Planteamiento 1.
Extrae de las entradas cada línea que contenga la cadena "head", respetando mayúsculas y minúsculas.

Fragmento de lectura.
* * *

La ciudad en brazos
Ampliar la imagen El afilador de cuchillos, con su pesadísima piedra en su bici Foto: María Luisa Severiano
Ampliar la imagen Uno de los protagonistas de la calle en el Distrito Federal, el vendedor de raspados, “iniciativo privado ambulante” Foto: Luis Humberto González
Ampliar la imagen Frente a Bellas Artes, el cilindrero también toca Foto: Roberto García Ortiz
Todavía alcancé a oír: “¡Mercaráaaaan chichicuilotitos vivos!”, y a partir de ese grito la ciudad ya no fue sino la de los chichicuilotes, la del camotero, el afilador de cuchillos con su piedra redonda y pesadísima montada sobre su bici, el mecapalero, la frente dividida en dos y el meloso ropavejero. En París, sólo había dos o tres personajes callejeros, el cartero y el deshollinador que se metía en las chimeneas para limpiarlas, y cuando regresaba yo muy sucia del jardín, el regaño: “pareces deshollinador”, tenía un sabor dickensiano. Allá nunca hubo esa profusión de oficios ni de pregones, nunca existió la calzada Ignacio Zaragoza, con su apocalipsis de puestos de fritangas y aguas frescas, nunca fatigaron la calle con su charola de dulces los merengueros y otros iniciativos privados ambulantes y nunca un vendedorcito de lotería se acercó a la ventanilla a recoger: “El último cachito de la de hoy pa’que se vaya a Uropa, aunque no me lleve”.
Allá nunca vi perros sino con correa y con abriguito. Aquí en cada esquina había uno, no sólo solito sino desabrigado. ¡Cuántos perros en el Distrito Federal de los años 50! Cojos, chimuelos, sarnosos, ojones, tuertos, coludos, rabones, bravos, mansitos, moquillentos con su collar de limones que alguna alma piadosa les colgó. ¡Cuántos perros de suerte amarilla en manada tras las perras por los camellones! ¡Cuántos perros machucados en la carretera! Y aunque nuestra abuela nos decía que en México era muy difícil ser perro porque los perros llevaban una vida de perros, mi hermana y yo queríamos ser perros para andar por la calle de pata de perro, línguili, línguili y que nos llamaran Blanquita, Paloma o Azucena, porque si los mexicanos tratan mal a sus perros, les ponen nombres bonitos.

* * *

Entradas extraídas.
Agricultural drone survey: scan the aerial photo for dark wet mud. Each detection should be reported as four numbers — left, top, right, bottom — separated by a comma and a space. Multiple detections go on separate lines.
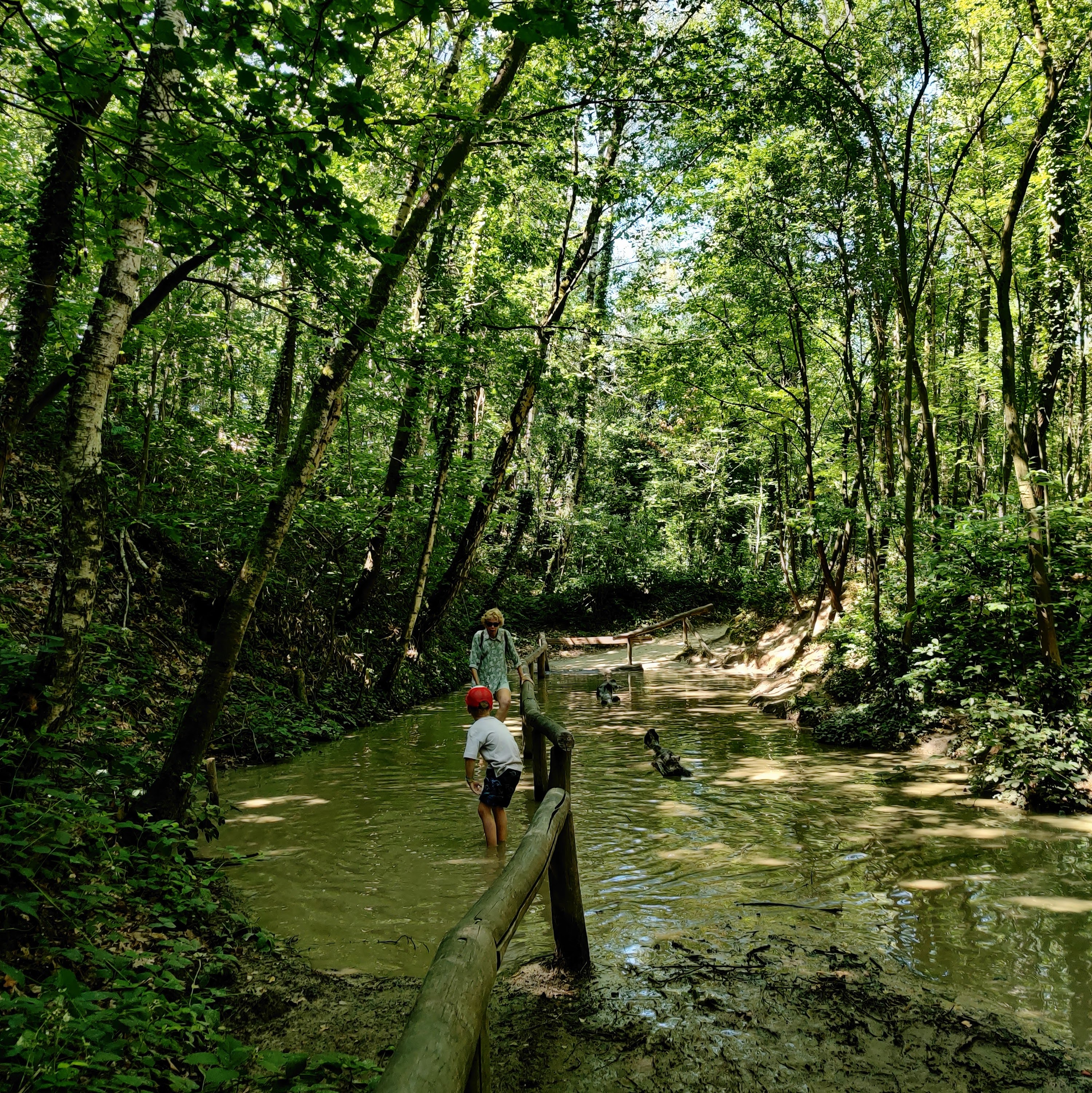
215, 651, 1092, 1093
229, 931, 1092, 1093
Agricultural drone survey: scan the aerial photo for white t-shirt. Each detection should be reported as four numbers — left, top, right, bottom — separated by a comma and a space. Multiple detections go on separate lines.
462, 716, 523, 774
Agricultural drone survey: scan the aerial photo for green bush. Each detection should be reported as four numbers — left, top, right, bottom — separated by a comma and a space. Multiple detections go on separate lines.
823, 664, 866, 705
964, 696, 1092, 811
812, 683, 924, 749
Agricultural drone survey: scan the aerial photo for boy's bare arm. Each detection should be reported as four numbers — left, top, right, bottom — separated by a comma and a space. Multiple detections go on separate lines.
462, 758, 482, 793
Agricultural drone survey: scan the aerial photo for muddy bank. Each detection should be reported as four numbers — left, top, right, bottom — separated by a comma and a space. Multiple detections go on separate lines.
226, 916, 1092, 1093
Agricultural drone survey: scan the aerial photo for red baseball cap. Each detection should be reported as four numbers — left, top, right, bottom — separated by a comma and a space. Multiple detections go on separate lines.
467, 686, 493, 709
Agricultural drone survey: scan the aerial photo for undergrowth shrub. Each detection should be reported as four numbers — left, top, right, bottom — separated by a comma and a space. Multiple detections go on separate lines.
812, 683, 925, 749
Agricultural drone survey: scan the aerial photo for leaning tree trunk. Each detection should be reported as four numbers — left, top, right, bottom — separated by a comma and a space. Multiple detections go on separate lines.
551, 221, 614, 600
13, 241, 223, 430
898, 311, 917, 649
997, 6, 1080, 666
421, 108, 625, 640
136, 38, 530, 818
266, 261, 301, 459
379, 379, 461, 694
0, 93, 109, 489
485, 490, 534, 603
1024, 107, 1077, 504
348, 223, 447, 619
23, 0, 183, 726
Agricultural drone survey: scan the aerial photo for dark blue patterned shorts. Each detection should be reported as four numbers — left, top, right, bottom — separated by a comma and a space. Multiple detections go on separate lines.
478, 767, 522, 809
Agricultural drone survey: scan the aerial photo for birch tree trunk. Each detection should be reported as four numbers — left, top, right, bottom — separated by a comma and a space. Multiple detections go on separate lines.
551, 221, 614, 599
421, 109, 625, 640
25, 0, 183, 726
348, 224, 448, 619
136, 38, 530, 818
263, 263, 301, 459
997, 0, 1080, 667
0, 92, 110, 492
379, 379, 461, 694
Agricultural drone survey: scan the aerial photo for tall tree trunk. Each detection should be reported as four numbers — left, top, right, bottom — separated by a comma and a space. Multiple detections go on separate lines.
348, 223, 448, 619
421, 108, 625, 639
379, 377, 461, 693
0, 92, 110, 492
22, 0, 183, 725
789, 303, 843, 614
9, 250, 222, 433
896, 313, 917, 648
1024, 108, 1077, 494
138, 38, 530, 818
546, 221, 614, 598
997, 0, 1079, 666
266, 260, 302, 459
485, 490, 534, 603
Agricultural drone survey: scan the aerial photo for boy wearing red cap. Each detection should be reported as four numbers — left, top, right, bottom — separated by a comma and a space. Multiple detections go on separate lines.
462, 686, 523, 846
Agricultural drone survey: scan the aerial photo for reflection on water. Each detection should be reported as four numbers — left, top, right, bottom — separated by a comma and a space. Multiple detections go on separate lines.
213, 668, 1092, 1044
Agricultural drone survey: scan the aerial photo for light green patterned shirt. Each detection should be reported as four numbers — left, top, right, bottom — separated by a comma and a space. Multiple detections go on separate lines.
470, 626, 519, 694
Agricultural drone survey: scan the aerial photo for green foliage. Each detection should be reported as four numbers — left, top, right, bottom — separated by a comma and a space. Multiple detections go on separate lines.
812, 683, 925, 750
963, 695, 1092, 811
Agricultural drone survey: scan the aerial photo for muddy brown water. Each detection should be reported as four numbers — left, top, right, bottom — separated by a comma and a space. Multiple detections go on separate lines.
211, 666, 1092, 1047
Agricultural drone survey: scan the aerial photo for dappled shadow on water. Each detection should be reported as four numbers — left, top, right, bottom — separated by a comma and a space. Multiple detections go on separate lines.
212, 667, 1092, 1043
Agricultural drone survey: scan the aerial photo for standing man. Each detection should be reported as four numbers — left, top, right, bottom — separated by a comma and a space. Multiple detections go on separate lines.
462, 686, 523, 846
470, 608, 523, 721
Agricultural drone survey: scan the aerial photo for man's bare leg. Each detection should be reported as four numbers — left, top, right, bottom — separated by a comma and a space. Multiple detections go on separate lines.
478, 801, 498, 846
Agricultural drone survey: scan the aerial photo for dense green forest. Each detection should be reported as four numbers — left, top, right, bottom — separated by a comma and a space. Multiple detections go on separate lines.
0, 0, 1092, 1090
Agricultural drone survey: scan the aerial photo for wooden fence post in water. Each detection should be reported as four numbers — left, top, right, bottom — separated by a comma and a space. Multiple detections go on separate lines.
464, 1015, 493, 1093
550, 732, 592, 972
376, 789, 570, 1093
531, 728, 549, 801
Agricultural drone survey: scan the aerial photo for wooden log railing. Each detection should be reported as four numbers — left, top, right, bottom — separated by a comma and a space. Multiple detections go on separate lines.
618, 603, 713, 664
377, 680, 592, 1093
519, 634, 550, 680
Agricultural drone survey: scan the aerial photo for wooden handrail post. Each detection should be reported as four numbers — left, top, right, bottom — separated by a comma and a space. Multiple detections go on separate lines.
466, 1014, 493, 1093
550, 737, 592, 972
531, 728, 550, 801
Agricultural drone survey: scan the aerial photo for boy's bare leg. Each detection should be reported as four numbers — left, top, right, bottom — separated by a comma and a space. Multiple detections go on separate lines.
478, 801, 498, 846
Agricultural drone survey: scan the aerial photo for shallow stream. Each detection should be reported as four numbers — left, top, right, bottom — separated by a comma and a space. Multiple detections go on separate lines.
211, 666, 1092, 1046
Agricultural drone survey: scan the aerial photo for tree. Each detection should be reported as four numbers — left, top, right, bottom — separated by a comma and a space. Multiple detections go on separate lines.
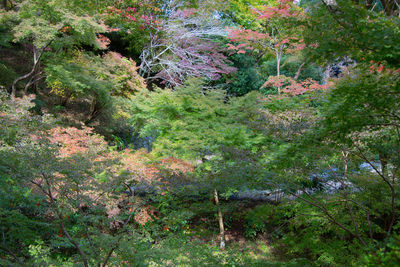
108, 1, 235, 86
228, 1, 304, 95
2, 0, 106, 97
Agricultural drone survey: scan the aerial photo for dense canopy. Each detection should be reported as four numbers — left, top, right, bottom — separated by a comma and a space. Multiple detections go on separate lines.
0, 0, 400, 267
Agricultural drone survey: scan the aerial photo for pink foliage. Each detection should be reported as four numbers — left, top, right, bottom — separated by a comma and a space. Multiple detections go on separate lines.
262, 75, 328, 95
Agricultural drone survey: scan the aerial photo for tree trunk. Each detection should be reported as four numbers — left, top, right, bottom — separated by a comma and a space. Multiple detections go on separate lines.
294, 62, 306, 80
275, 48, 282, 97
214, 189, 226, 250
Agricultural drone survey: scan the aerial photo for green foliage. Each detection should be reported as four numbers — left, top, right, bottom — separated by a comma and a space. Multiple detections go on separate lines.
364, 235, 400, 266
132, 80, 262, 160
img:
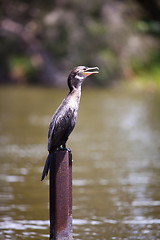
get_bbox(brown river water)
[0,87,160,240]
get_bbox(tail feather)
[41,153,52,181]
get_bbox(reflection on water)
[0,88,160,240]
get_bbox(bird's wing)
[48,108,75,151]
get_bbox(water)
[0,87,160,240]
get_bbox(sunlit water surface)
[0,87,160,240]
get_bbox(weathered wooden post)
[50,150,72,240]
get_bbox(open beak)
[83,67,99,77]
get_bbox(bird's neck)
[68,86,81,105]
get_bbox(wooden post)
[50,150,72,240]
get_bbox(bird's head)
[68,66,99,91]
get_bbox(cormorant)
[41,66,99,181]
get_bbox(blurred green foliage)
[0,0,160,86]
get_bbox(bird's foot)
[58,145,71,152]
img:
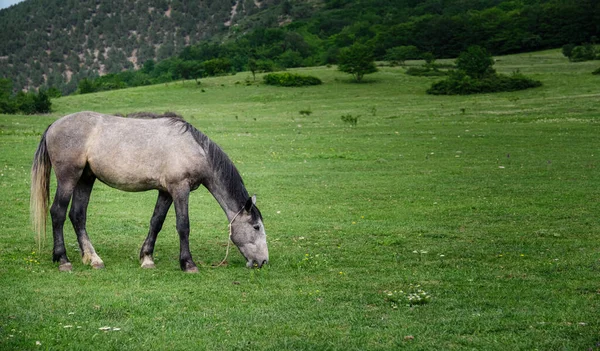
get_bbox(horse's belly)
[89,156,166,191]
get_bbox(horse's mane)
[120,112,262,220]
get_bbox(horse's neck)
[204,179,245,221]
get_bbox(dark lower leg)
[140,191,173,268]
[173,191,198,273]
[50,184,72,271]
[69,175,104,268]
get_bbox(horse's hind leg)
[140,191,173,268]
[69,171,104,269]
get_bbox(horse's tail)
[29,129,52,247]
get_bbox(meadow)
[0,50,600,351]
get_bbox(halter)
[213,207,244,268]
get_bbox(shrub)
[341,114,360,126]
[263,72,323,87]
[568,44,596,62]
[406,67,448,77]
[427,71,542,95]
[456,45,496,79]
[338,44,377,82]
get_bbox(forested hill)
[0,0,600,93]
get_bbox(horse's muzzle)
[246,260,269,268]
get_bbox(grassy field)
[0,50,600,350]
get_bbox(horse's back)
[46,112,101,176]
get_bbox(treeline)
[0,0,600,94]
[0,78,53,115]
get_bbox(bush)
[563,44,596,62]
[338,44,377,82]
[406,67,448,77]
[263,72,323,87]
[427,71,542,95]
[456,45,496,79]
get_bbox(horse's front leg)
[69,174,104,269]
[171,188,198,273]
[140,191,173,268]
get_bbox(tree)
[385,45,420,66]
[456,45,496,79]
[338,43,377,82]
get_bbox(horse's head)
[230,196,269,268]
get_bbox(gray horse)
[30,112,269,273]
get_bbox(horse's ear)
[244,195,256,212]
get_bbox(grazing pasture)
[0,50,600,350]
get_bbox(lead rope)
[213,207,244,268]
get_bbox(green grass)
[0,50,600,350]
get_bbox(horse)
[30,111,269,273]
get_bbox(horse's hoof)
[185,267,199,273]
[142,262,156,269]
[58,262,73,272]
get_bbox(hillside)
[0,50,600,351]
[0,0,600,94]
[0,0,292,91]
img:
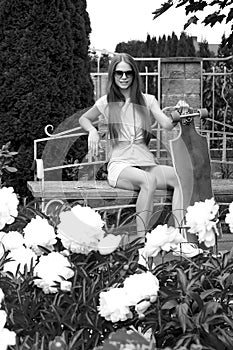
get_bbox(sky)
[86,0,230,52]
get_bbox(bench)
[27,118,172,230]
[27,106,229,232]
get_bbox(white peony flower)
[98,288,133,322]
[23,215,57,255]
[0,187,19,230]
[97,234,121,255]
[186,198,219,247]
[0,231,24,250]
[57,205,104,254]
[34,252,74,293]
[60,281,72,292]
[141,224,184,258]
[225,202,233,233]
[3,246,37,275]
[0,288,4,307]
[124,271,159,305]
[0,310,16,350]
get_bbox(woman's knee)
[141,172,157,194]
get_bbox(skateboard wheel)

* * *

Planteamiento 2.
Retoma el texto sobre la vida callejera del Distrito Federal a partir de su última oración.

Resultado del ejercicio 1.
get_bbox(bird's head)
get_bbox(horse's head)

Resultado del ejercicio 2.
Miles de habitantes callejeros de la ciudad atraviesan los muros de tezontle rojo de la Divina Providencia, los papeleritos, los niños que se montaban en el Caballito (Carlos IV) a ver el desfile del 16 de septiembre, confinado ahora a la austeridad del Museo Nacional de Arte cuando era la única posibilidad de subir a caballo para los niños mexicanos que no tienen para la feria de la vida. También a El Caballito le hicieron un flaco favor porque sólo el acre sudor humano calienta el corazón de los caballos. Los que antes fueron tragafuegos surgen de las paredes, bajan de las aceras a media calle y ahora frente a la embestida de los automóviles son malabaristas, la máscara de payaso sobre las caritas infantiles, la gran boca blanca en torno de los labios sensibles, los aros negros y amarillos que rodean las ojeras, las chapas rojas de la patita que va al mercado con rebozo de bolita, como lo quiere Cri-Cri.
Decía Jesusa Palancares: “Voy a pintarme sobre la cara un bonito decorado de mujer fatal”. Los payasitos callejeros se suben el uno en los hombros del otro y zas, a las 11 de la noche, a las 12 (cuando otros están en la cama como los tres cochinitos cuya mamá les dio muchos besitos), lanzan su pelota con cuidado para que no caiga entre las ruedas de los coches. La elipse de su trayecto en el aire es corta, rueda la vida, el tiempo apenas alcanza para una vuelta, los brazos manchados, las manos sucias se levantan a recibirla y arrancan los motores sin darnos cuenta de que esas dos pelotas lanzadas frente a sus ojos eran el sol y la luna, la noche y el día, el águila o el sol del azar en esta ciudad descarnada.
Los pregones los consignó Antonio García Cubas: “¡A cenar pastelitos y empanadas, pasen niñas a cenar!” “¡Ricas las gorditas de cuajada” “¡Caños que destapar!” “¡Sillas para entular!” “Petates, tompeates y escobas de palma!”, y resultan no menos sorprendentes que los rótulos comerciales en la calle: “Expendio de Paja y Cebada”, “Fonda al Estilo de París”. “La Independencia Mexicana, Por Mayor y Menor”, “Expendio de Carnes de Pedro González” o “Madame Coussin, Ramera de París”. Las pícaras canciones volaban a flor de labio: “Como que te chiflo y sales, como que te hago una seña, como que te vas por la leña y te vas por los nopales”, y esta última más filosófica que toda la sesuda filosofía mexicana que ya quisiera haberla inventado para coronar de laureles la rasurada frente de Antonio Caso:
Un perdido, muy perdido
que de perdido se pierde
Si se pierde ¿qué se pierde
si se pierde lo perdido?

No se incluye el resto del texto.